● TEXT FOR ANALYSIS

Stream 1 - Luminescent Nanoparticles
Nano-ruby represents an aluminium oxide nanocrystal doped with chromium ions whose absorption in blue and green parts of spectrum elicits emission in a narrow spectral band at 694 nm, as shown in Figure (bottom, right panel), which is a merit in optical biological imaging.
Luminescent nanodiamond also features a narrow emission line width in the infra-red spectral range, i.e. in biological tissue transparency window (wavelength range, 700 nm – 1300 nm), which makes it particularly attractive. The luminescence is originated from a crystal defect in nanodiamond formed by a silicon atom in place of the carbon atom and adjacent vacancy.
Upconversion nanoparticle (UCNP) represents an inorganic nanocrystal matrix co-doped with lanthanide ions. A network of ytterbium ions absorbs infrared radiation at a wavelength of 975 nm and coalesces with thulium ions to excite these to the higher energy levels. As a result, thulium ions radiate in the blue and infrared spectral bands. The excitation process was inefficient until recently, when a breakthrough in the UCNP synthesis was heralded by much brighter UCNP particles. Luminescence from 20-nm nanocrystal is now comparable to that of a fluorescent dye molecule. The key advantages of UCNP in the context of biomedical optical imaging include the UCNP infrared emission in the biological tissue transparency window. Secondly, UCNP excitation at 975 nm elicits minimal autofluorescence from biological tissue. Also, the UCNP emission lifetime is a million-fold of that of intrinsic fluorophores that make up the biological tissue autofluorescence background. This allows complete suppression of the autofluorescence and excitation background by means of the time-gated detection.
Photoluminescence spectra, TEM images and photographs of the colloids of NaYF4:Yb:Er (a), (b) NaYF4:Yb:Tm nanomaterials. The excitation laser at a wavelength 975 nm was used to acquire the spectra and photographs, where the laser path was visualised in green and blue, respectively, corresponding to the emission wavelengths at 522, 541 nm and 474 nm. (c) 3D-rendering of UCNP-based nanocomplex (brown crystallite) with antibodies (double-strand purple structures) bound to its surface via molecular adaptors barnase (cones), barstar (hemispheres); (d) Epi-luminescence microscopy of the HER2/neu overexpressing SK-BR-3 cells (grey) with target-delivered UCNP complexes (green) analogous to these in (c). Scale bar, 20 μm. (d) A tumour grafted on the chicken embryo chorioallantoic membrane, showing accumulation of UCNPs via enhanced permeability and retention effect (EPR).
Figure 2. Images of cells treated with nanoruby in (a) normal and (b) time-gating modes, where only nanorubies are visible. Nanoruby-treated cell membrane were immunostained (antibody-Alexa Fluor 594) and nuclei stained (Hoechst). Epiluminescence imaging display: (c) cell membrane and nuclei (green) (d) only nanorubies, using time-gated mode; (e) an overlay of (c) and (d).

● EXERCISE AIM
Can you write out the nanoparticle text word for word, from "Figure 2. Images" to "(c) and (d)."? The records after this point have no connection to the nanoparticle text.

● DATA TO EXAMINE
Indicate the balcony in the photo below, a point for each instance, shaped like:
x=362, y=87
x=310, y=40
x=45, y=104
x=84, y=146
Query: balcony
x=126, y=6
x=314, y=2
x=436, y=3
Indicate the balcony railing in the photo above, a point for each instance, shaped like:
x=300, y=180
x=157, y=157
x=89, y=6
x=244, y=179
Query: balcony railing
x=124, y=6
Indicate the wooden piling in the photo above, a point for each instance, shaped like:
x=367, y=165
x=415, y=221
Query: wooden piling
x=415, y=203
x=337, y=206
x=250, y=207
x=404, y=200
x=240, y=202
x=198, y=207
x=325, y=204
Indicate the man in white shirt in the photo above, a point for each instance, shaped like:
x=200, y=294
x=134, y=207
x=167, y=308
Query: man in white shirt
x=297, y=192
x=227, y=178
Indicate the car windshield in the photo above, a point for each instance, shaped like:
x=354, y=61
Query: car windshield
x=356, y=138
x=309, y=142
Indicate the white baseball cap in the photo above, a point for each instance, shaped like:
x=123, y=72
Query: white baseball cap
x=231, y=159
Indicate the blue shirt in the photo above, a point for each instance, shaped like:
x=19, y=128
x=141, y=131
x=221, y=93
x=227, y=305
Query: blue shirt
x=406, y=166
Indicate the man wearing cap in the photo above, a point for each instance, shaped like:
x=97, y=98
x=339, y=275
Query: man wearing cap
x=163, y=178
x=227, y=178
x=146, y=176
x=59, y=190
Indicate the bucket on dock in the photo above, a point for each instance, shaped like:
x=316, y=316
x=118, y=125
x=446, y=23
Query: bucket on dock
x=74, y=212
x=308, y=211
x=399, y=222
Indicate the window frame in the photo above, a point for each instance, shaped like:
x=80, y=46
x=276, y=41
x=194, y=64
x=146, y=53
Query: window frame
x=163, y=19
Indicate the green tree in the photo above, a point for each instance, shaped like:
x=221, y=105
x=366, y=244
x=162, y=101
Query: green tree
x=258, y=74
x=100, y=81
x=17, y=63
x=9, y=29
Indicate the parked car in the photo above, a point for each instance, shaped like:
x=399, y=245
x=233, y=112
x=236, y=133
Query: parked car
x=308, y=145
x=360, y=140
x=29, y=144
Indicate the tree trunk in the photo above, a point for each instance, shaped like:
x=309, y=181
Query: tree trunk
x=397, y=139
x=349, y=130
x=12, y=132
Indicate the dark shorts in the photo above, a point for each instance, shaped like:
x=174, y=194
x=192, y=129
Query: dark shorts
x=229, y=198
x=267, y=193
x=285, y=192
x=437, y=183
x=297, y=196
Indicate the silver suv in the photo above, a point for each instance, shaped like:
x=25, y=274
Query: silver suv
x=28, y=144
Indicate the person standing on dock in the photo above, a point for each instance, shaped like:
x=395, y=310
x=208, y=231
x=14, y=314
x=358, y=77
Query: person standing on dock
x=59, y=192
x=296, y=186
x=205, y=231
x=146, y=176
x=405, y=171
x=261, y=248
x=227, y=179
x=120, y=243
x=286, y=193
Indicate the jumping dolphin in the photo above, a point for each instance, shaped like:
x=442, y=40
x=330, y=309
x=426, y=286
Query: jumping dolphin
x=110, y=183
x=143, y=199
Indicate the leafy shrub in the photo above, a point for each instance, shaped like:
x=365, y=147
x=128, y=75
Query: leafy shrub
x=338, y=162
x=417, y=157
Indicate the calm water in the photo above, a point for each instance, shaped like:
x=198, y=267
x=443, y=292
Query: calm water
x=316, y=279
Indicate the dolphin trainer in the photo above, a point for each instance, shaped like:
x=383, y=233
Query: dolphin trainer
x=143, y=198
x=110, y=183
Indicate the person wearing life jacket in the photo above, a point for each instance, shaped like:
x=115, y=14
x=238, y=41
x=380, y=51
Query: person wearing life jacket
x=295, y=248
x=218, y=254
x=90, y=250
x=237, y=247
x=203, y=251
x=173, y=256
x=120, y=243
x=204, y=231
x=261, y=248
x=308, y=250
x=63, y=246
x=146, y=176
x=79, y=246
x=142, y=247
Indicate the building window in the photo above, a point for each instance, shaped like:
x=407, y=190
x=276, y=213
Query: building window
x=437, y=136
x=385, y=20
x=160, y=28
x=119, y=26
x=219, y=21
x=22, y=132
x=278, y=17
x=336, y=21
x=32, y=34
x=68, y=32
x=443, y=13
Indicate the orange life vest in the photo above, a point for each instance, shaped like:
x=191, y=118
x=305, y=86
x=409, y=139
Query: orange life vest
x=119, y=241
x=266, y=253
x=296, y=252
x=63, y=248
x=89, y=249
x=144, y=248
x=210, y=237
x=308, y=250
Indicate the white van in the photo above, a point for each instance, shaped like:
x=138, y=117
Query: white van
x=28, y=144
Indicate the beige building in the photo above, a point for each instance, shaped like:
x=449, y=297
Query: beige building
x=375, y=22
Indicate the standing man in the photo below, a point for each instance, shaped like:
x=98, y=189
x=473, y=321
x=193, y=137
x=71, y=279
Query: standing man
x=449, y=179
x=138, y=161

● EXPECTED OUTPUT
Figure 2. Images of cells treated with nanoruby in (a) normal and (b) time-gating modes, where only nanorubies are visible. Nanoruby-treated cell membrane were immunostained (antibody-Alexa Fluor 594) and nuclei stained (Hoechst). Epiluminescence imaging display: (c) cell membrane and nuclei (green) (d) only nanorubies, using time-gated mode; (e) an overlay of (c) and (d).